== GIVEN PROBLEM ==
Offset every coordinate in the answers by -59, and write out the data again with the requests from its start up to and including the line with "(1174, 255)". Leave the pictures out of your output.

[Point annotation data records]

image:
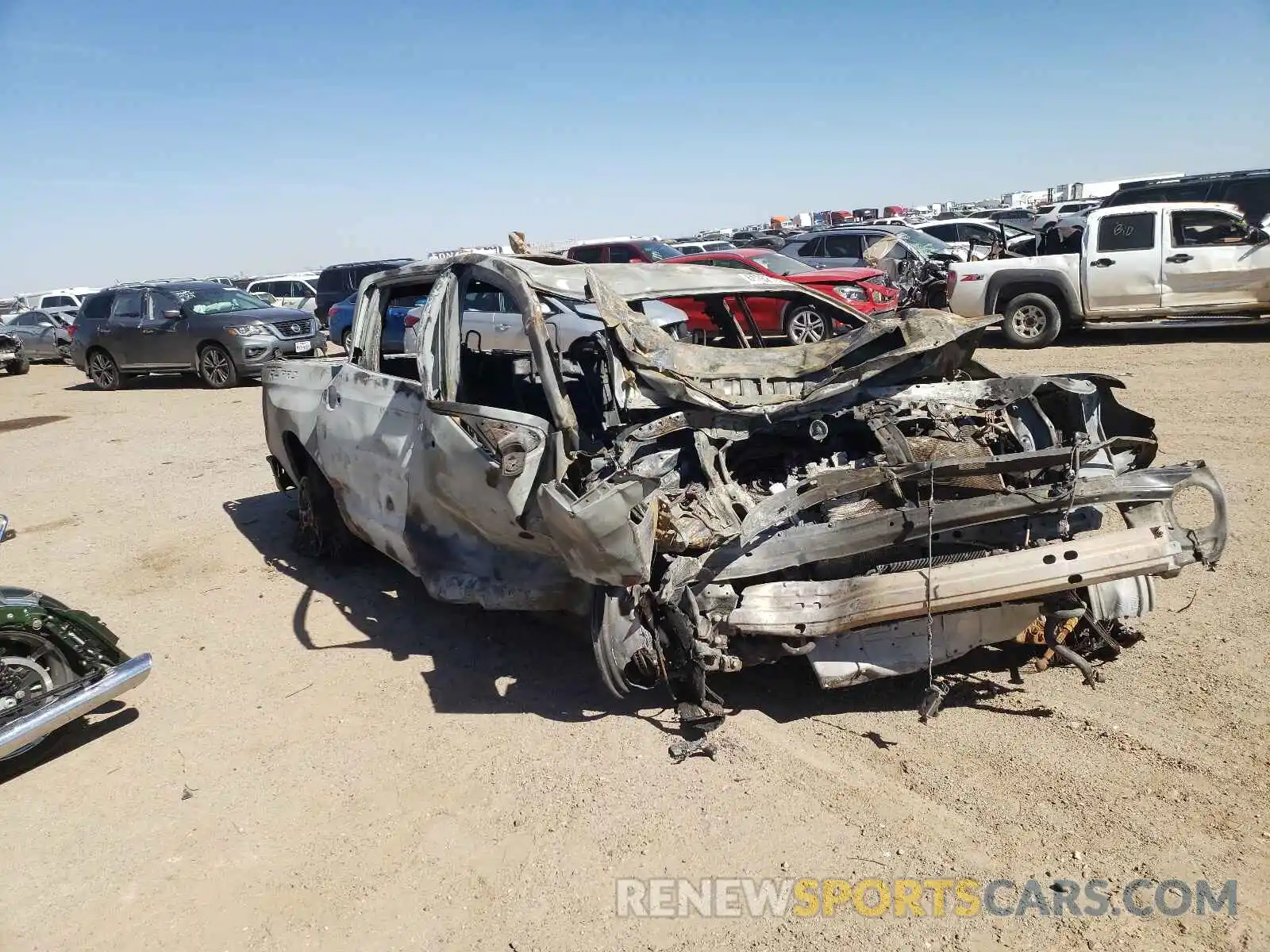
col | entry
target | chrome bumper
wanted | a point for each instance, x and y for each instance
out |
(813, 609)
(40, 724)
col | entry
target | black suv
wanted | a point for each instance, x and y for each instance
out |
(1250, 190)
(196, 327)
(340, 281)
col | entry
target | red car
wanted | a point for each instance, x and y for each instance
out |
(863, 289)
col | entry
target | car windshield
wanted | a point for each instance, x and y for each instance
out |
(658, 251)
(924, 243)
(217, 300)
(781, 264)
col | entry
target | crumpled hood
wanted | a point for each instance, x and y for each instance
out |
(772, 380)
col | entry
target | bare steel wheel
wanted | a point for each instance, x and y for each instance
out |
(216, 367)
(103, 371)
(321, 532)
(806, 325)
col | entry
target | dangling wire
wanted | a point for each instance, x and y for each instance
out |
(930, 571)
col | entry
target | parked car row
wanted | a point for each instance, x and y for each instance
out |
(217, 333)
(1137, 262)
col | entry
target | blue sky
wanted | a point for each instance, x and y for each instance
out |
(149, 139)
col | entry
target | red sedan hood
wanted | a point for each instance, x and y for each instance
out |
(835, 276)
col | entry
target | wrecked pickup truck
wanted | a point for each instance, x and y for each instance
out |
(878, 503)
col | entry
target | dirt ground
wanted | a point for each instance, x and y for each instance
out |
(328, 759)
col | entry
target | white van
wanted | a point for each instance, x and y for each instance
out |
(298, 290)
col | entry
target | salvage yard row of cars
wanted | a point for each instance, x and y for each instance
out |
(1174, 255)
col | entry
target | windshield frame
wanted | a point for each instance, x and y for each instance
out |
(657, 251)
(190, 300)
(800, 267)
(926, 244)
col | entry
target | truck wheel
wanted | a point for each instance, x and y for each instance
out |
(323, 533)
(1032, 321)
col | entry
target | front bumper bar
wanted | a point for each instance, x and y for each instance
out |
(802, 609)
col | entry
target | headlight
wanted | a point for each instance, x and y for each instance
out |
(850, 292)
(249, 330)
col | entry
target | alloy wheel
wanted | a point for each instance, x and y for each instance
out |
(103, 371)
(806, 327)
(216, 366)
(1029, 321)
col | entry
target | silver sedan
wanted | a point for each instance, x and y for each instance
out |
(44, 336)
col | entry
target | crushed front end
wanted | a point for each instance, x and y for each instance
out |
(879, 508)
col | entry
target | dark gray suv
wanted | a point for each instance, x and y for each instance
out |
(221, 334)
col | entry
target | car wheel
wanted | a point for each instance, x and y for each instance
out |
(321, 533)
(216, 367)
(1032, 321)
(806, 325)
(103, 371)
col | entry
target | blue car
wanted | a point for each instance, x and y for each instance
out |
(394, 328)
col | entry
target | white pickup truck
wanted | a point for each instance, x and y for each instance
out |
(1137, 262)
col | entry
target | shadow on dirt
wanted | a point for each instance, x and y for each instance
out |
(1149, 334)
(482, 662)
(163, 381)
(545, 662)
(70, 738)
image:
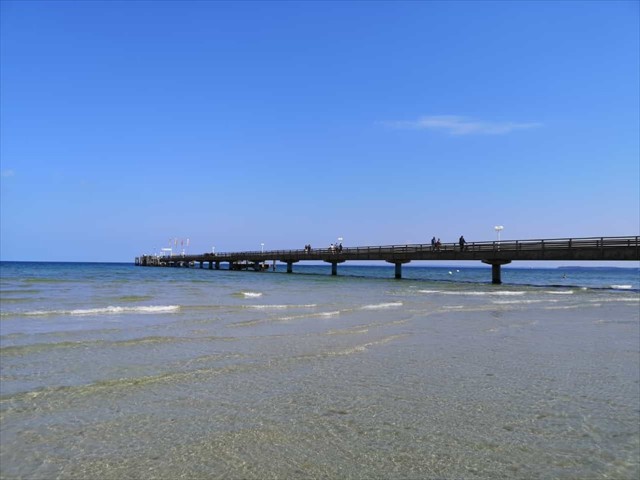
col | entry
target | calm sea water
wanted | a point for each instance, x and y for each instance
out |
(111, 371)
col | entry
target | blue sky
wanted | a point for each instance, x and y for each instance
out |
(126, 124)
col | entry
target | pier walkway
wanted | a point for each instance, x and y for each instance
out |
(494, 253)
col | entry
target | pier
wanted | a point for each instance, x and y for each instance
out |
(494, 253)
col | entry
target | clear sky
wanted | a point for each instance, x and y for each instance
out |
(127, 124)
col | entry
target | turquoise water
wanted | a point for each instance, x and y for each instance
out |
(115, 371)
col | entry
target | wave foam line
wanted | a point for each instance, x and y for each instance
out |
(105, 310)
(381, 306)
(267, 307)
(473, 293)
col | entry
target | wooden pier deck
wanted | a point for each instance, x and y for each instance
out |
(494, 253)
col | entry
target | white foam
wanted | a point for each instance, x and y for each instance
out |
(380, 306)
(275, 307)
(473, 293)
(622, 287)
(521, 302)
(108, 310)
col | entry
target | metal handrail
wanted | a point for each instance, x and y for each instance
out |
(484, 246)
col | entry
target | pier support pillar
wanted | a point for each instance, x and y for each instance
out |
(496, 278)
(398, 264)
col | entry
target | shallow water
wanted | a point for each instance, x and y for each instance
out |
(115, 371)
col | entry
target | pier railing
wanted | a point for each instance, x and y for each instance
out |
(479, 247)
(494, 253)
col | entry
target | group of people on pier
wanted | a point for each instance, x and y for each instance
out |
(436, 245)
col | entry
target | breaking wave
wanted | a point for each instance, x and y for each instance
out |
(111, 310)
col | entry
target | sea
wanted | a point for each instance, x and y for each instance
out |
(113, 371)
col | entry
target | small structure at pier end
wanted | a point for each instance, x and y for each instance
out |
(494, 253)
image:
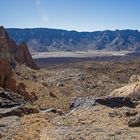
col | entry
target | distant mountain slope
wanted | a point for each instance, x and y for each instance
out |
(44, 39)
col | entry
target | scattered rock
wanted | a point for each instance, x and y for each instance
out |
(52, 95)
(134, 121)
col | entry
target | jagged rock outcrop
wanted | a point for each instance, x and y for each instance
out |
(10, 53)
(20, 53)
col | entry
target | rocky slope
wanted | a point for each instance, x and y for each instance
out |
(43, 39)
(11, 51)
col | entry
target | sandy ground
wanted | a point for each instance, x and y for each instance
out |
(78, 54)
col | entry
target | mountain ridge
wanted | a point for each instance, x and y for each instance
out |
(47, 39)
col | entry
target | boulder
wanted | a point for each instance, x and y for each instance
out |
(134, 121)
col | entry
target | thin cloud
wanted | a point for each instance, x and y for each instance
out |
(38, 3)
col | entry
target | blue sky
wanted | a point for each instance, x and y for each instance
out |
(81, 15)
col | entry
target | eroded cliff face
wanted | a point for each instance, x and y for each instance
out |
(19, 53)
(11, 53)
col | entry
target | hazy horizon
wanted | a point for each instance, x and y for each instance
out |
(78, 15)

== RESPONSE TO THE EXERCISE ==
image:
col | entry
target | chrome bumper
wanted | a point for each instance, x and y for each instance
out |
(754, 550)
(-19, 665)
col | entry
target | black suv
wanted | a point for each instance, x and y for each instance
out |
(1191, 131)
(137, 268)
(281, 222)
col | entry
target | red car
wanted | a point for each instance, x and y for each instance
out |
(804, 230)
col | entry
target | car windshield
wanted | a point for each instance, x and y for each instance
out |
(599, 192)
(865, 184)
(158, 241)
(722, 205)
col | entry
target | crumpled hood
wanted | a point for each instance, x and y for each instance
out |
(713, 321)
col | entry
target | bare steel wheel
wanted | a point for each instance, x and y for each instance
out |
(157, 308)
(44, 312)
(262, 473)
(747, 266)
col | entry
target | dangling wire
wanted | a point for each instance, x and y for each instance
out |
(871, 512)
col | entry
target | parked car row
wanted | a point for each instance, x and y for each instance
out |
(158, 274)
(1078, 203)
col | entry
target | blue sky
wanted | a point for each instance, x and y for each instance
out |
(90, 80)
col | entry
target | red sedan hood
wanted | a point for each instance, x and y for each instance
out |
(776, 217)
col | entry
target | wrecked pickup truck
wanted | a point for each instance, x and y for each instance
out |
(819, 444)
col | entry
target | dirt ground
wanted | a point for each instance, x and y for each instance
out |
(269, 700)
col | entry
target | white van
wanted | a point for each instance, x and y for each instance
out |
(239, 231)
col | entry
target | salvage yard row of cars
wanted | a point for each instance, x and y for each instance
out |
(1115, 196)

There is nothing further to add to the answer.